• **Directions for this task**
Please rewrite the rows in the stretch from the line containing "detect green shirt | output bbox" through the line containing "[505,456,534,505]", both ends included, keeping each request line as it stands. Scale every bounding box coordinate by 1.55 and round to whole numbers, with halves rounded up.

-- Start --

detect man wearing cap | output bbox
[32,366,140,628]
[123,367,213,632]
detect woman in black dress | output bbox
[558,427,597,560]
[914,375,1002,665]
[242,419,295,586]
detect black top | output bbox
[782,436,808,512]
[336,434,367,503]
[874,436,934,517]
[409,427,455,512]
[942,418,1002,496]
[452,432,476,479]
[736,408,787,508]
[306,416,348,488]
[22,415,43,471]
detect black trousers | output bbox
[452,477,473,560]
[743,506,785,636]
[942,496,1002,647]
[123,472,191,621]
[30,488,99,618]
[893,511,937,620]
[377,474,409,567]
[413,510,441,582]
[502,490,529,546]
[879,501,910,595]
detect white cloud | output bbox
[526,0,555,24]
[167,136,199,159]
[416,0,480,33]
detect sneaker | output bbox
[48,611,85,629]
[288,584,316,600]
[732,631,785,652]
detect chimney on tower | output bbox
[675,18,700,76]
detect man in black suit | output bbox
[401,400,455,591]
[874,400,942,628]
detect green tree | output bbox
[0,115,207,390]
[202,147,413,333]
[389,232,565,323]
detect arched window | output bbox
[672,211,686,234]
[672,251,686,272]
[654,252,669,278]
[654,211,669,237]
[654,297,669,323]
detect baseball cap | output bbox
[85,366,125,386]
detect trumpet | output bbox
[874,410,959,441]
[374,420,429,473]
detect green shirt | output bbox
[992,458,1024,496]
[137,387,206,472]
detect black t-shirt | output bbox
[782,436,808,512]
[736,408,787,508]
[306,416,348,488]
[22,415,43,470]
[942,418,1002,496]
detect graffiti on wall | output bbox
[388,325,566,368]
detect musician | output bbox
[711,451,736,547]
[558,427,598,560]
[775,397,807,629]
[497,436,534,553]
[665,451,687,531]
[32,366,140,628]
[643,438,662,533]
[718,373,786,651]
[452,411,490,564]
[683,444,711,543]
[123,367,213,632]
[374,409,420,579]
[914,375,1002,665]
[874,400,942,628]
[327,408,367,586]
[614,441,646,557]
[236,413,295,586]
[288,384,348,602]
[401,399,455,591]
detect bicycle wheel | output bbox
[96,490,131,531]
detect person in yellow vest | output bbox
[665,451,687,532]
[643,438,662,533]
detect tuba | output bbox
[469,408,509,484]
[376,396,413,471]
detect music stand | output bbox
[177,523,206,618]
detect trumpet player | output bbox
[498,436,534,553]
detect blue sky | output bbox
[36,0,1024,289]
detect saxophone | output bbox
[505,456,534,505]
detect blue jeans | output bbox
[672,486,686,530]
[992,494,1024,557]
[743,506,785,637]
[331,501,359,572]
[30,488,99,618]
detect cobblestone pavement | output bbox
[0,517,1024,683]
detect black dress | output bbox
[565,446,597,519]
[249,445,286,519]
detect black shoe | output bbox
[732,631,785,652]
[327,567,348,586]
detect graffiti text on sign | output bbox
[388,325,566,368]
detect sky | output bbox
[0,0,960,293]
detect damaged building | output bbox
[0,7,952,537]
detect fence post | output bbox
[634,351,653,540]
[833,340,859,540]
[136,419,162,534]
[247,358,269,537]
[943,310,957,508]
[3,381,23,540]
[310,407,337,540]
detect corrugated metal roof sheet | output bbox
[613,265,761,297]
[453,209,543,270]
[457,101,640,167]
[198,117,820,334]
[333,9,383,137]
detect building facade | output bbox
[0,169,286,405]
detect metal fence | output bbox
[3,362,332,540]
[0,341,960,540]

-- End --

• **Output below**
detect green shirt | output bbox
[1538,710,1587,769]
[212,600,319,732]
detect black t-shirt | output bbox
[1212,676,1252,794]
[1141,632,1220,787]
[474,645,539,756]
[34,643,67,729]
[1460,648,1553,769]
detect graffiti on wall | output bbox
[601,504,877,570]
detect musician | output bbox
[1102,699,1141,848]
[865,662,927,868]
[1201,615,1251,975]
[770,676,828,857]
[1031,699,1065,823]
[50,567,217,973]
[997,679,1026,826]
[1113,578,1218,1009]
[701,637,760,874]
[1059,688,1102,842]
[191,569,330,980]
[580,634,651,897]
[1417,581,1553,1031]
[1355,620,1460,973]
[507,632,569,908]
[952,684,1001,863]
[366,640,457,908]
[446,595,539,933]
[622,618,705,916]
detect bicycle wheel | output bbox
[149,760,203,823]
detect person in yellow vest | output bbox
[1031,699,1065,825]
[997,679,1026,826]
detect tuba | output bbox
[727,632,789,750]
[583,614,640,730]
detect music stand | output bbox
[274,811,319,958]
detect trumpet player | output bbox
[772,676,828,857]
detect blue sky | output bbox
[56,0,1587,448]
detect saxophone | output bbox
[783,707,828,783]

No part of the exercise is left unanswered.